» **Aim of the exercise**: Rewrite the part that opens with the line containing "Expected: one pin per instance of the black" and runs to the end of the lines, keeping every line intact and adding -124 to each point coordinate in the answers.

» **Records for processing**:

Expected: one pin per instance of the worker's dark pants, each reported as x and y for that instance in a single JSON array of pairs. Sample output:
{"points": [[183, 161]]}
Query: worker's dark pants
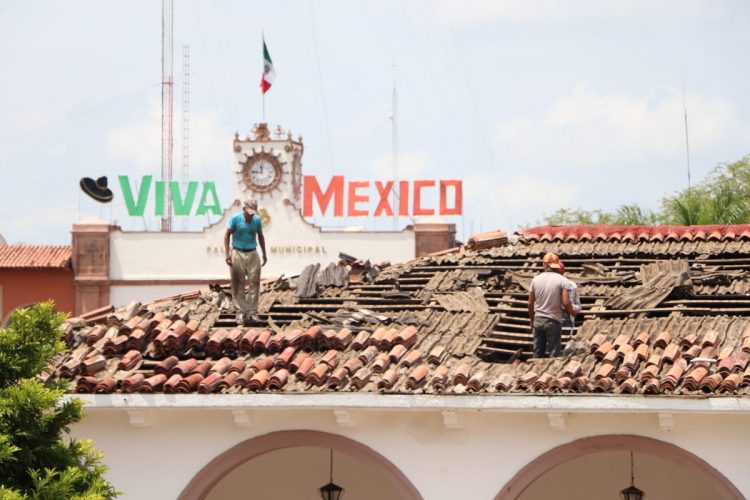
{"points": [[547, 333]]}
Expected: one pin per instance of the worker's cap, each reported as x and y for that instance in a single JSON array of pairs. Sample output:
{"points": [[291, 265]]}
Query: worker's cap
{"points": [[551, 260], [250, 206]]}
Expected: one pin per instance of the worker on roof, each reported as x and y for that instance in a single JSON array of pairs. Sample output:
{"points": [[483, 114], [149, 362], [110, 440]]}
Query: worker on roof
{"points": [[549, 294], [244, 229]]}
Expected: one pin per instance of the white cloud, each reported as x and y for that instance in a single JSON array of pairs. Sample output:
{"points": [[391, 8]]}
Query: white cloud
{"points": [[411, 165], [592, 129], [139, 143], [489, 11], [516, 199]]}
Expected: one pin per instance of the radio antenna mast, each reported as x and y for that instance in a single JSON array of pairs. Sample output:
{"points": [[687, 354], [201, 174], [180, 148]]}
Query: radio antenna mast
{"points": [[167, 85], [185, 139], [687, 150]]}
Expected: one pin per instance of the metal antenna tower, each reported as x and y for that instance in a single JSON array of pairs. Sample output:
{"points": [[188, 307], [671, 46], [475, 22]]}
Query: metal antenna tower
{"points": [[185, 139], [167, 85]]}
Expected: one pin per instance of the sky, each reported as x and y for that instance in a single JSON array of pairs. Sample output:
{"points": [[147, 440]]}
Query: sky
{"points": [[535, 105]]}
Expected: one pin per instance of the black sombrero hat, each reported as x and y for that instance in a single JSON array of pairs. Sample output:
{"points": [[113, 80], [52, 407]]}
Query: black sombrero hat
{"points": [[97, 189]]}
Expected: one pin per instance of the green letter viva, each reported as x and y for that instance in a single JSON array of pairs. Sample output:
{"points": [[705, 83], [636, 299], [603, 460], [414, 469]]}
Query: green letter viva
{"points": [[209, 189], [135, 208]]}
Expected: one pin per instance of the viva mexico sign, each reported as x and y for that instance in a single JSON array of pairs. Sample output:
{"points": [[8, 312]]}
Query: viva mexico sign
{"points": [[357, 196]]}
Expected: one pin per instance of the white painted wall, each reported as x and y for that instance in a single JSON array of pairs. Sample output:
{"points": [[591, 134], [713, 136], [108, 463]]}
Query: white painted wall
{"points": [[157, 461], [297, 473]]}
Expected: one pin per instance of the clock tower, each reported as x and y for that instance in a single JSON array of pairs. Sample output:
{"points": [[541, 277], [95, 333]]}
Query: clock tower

» **Solution for this problem**:
Expected: one pin per instance of the black sombrero hat, each reported as x and y for that instance in a single JSON array of pairs. Sample output:
{"points": [[113, 80], [52, 407]]}
Query: black sombrero hat
{"points": [[-27, 65]]}
Expected: one pin per instance of the green letter viva, each reported as x and y for that instance in a single JSON array of pairs. Sample output:
{"points": [[705, 83], [636, 299], [603, 460], [414, 469]]}
Query: green letter viva
{"points": [[85, 65], [11, 84]]}
Expected: one pin per instance of the viva mexico sign, each reported as x and y for that instance in a single JSON array of pairs. Sample output:
{"points": [[8, 312]]}
Query: viva mexico sign
{"points": [[233, 72]]}
Expected: one pin per instance of the white painted wall, each reported as x and y for that instance in a single JSON array of pairs. Sample output:
{"points": [[591, 134], [713, 136], [108, 463]]}
Query: white painted wall
{"points": [[33, 337], [173, 349]]}
Expected: one pin per instance of the clock tower, each reported as x and y for that instance in a single JSON array of pairs. Sample output:
{"points": [[541, 277], [95, 333]]}
Query: clock tower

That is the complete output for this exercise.